(begin)

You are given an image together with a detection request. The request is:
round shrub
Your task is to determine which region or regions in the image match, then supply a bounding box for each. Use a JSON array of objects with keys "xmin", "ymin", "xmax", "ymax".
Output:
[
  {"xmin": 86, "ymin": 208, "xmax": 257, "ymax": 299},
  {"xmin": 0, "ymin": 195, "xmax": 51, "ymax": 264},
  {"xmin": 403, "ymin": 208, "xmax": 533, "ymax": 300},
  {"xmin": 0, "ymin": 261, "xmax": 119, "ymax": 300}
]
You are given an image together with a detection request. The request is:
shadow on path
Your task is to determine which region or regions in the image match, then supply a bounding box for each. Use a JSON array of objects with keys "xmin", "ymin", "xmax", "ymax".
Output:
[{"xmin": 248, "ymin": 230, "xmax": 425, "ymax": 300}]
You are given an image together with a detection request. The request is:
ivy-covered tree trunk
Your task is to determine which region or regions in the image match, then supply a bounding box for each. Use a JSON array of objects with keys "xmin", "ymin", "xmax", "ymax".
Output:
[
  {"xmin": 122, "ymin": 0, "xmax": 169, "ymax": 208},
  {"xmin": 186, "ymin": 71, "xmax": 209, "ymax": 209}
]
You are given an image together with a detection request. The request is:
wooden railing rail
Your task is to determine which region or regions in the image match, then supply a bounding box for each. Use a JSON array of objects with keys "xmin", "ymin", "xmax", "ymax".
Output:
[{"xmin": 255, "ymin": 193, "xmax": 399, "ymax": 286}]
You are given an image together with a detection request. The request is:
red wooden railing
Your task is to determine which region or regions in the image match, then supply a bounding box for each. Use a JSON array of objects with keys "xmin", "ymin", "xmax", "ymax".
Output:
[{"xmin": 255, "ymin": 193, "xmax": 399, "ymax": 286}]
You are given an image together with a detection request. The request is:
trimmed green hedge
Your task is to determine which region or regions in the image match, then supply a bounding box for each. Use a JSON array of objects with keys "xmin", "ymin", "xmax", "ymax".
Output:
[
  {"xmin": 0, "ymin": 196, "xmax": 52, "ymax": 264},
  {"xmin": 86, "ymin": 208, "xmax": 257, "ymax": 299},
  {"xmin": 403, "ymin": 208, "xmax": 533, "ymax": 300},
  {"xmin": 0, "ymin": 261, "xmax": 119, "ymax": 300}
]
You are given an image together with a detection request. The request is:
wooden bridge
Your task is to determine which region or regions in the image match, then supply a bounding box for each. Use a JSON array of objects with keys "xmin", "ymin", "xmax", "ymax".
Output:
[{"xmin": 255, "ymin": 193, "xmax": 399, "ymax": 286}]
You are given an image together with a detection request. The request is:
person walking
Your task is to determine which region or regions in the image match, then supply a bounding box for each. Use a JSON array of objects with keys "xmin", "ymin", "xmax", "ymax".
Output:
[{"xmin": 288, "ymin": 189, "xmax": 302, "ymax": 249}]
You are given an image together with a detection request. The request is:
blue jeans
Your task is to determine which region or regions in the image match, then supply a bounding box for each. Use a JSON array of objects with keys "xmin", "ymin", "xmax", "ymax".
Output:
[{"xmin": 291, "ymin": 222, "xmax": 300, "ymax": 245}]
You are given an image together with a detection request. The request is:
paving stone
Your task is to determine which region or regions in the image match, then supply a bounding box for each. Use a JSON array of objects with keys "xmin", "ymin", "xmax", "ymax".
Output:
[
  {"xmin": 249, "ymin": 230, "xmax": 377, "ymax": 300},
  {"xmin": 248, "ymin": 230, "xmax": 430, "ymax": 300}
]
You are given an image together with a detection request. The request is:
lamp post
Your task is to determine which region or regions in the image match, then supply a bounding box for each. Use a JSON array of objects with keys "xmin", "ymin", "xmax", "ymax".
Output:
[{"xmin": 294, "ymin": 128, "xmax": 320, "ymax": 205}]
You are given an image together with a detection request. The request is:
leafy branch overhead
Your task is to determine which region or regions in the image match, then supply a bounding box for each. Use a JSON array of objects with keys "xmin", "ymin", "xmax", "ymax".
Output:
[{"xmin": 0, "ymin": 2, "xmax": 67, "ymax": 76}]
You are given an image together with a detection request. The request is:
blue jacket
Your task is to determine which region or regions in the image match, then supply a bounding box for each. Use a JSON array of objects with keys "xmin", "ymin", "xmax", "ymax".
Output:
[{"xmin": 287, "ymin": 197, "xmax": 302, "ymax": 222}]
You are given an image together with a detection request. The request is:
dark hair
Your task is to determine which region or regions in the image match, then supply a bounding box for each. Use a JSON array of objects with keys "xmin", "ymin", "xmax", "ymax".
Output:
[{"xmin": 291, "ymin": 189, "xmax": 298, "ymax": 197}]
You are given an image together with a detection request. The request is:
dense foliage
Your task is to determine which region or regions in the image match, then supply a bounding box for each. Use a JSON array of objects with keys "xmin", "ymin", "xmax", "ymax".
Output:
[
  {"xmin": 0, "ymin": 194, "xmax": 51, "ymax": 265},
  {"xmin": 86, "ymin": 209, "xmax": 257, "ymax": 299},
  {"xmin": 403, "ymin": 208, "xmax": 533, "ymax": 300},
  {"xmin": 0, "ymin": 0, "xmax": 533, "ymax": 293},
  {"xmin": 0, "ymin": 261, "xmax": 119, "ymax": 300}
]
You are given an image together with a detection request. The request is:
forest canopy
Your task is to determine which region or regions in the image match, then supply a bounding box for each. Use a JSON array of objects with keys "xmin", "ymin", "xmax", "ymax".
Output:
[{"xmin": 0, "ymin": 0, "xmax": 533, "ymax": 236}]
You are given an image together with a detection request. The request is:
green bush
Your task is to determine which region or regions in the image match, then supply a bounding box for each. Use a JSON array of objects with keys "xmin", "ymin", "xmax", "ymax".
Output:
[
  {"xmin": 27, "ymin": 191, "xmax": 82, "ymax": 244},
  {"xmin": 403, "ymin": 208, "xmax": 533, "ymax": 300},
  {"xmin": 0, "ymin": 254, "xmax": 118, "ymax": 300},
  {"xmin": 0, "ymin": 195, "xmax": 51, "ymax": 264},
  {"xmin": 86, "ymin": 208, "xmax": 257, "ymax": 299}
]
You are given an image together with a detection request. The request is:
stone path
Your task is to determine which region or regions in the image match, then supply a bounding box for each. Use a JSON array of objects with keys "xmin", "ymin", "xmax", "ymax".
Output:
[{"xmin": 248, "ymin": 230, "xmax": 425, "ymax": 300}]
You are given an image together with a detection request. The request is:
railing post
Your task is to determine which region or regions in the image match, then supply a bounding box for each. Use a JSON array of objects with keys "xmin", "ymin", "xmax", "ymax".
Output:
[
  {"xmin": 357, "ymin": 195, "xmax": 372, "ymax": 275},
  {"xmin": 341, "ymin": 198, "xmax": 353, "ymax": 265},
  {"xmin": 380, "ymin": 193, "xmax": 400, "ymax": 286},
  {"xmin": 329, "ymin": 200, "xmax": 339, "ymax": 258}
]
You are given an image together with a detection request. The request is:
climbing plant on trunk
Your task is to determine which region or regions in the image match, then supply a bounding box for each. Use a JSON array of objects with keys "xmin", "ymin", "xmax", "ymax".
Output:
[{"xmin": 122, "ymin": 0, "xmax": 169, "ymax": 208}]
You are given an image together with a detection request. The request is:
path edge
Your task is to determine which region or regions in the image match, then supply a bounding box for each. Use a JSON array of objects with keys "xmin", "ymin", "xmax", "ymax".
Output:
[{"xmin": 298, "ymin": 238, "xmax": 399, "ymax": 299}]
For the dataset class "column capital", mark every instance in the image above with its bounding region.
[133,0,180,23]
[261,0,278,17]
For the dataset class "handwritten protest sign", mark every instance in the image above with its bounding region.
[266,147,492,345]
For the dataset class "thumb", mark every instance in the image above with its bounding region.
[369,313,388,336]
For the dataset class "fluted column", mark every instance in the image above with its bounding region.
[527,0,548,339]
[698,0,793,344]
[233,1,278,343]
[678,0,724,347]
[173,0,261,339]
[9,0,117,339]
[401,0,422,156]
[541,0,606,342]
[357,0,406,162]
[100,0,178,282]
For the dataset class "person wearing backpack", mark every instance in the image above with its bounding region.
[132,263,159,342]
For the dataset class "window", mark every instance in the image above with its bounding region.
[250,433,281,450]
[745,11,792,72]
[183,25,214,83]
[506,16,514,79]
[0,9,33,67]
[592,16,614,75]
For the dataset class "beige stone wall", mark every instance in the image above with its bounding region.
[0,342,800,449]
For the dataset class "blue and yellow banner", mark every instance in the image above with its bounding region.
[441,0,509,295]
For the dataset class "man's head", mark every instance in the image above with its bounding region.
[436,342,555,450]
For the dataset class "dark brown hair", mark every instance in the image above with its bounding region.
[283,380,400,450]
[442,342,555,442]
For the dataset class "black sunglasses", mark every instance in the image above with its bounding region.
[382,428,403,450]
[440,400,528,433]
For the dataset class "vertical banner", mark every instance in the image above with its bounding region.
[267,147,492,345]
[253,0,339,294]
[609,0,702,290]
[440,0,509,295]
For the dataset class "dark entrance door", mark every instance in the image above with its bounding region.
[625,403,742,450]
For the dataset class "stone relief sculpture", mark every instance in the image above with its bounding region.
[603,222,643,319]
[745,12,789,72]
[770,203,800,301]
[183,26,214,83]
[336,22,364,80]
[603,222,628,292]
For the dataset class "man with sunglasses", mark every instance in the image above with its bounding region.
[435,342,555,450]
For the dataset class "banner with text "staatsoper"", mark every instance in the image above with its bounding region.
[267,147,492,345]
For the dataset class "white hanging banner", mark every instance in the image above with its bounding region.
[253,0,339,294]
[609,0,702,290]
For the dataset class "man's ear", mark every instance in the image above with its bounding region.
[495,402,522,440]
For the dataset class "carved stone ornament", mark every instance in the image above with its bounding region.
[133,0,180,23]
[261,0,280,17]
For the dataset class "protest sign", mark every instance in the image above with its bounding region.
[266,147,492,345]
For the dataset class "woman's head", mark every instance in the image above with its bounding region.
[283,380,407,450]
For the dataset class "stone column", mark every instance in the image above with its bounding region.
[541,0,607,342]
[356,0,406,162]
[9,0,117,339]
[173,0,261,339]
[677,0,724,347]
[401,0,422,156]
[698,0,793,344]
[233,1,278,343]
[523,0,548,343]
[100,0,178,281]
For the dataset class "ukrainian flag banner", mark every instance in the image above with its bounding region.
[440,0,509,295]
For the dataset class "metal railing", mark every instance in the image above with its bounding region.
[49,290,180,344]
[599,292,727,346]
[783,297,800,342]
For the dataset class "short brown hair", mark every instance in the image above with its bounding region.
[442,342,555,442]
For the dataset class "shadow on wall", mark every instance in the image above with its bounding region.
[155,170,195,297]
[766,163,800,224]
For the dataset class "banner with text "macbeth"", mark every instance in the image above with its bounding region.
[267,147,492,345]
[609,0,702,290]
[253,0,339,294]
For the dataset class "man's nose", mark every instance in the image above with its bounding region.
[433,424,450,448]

(end)

▶ _Exercise objective_
Pull out every line of the records that contains the word "blue", please.

▶ _Solution to this task_
blue jeans
blue jacket
For the dataset class "blue and yellow banner", mark every instance in the image above with its bounding region.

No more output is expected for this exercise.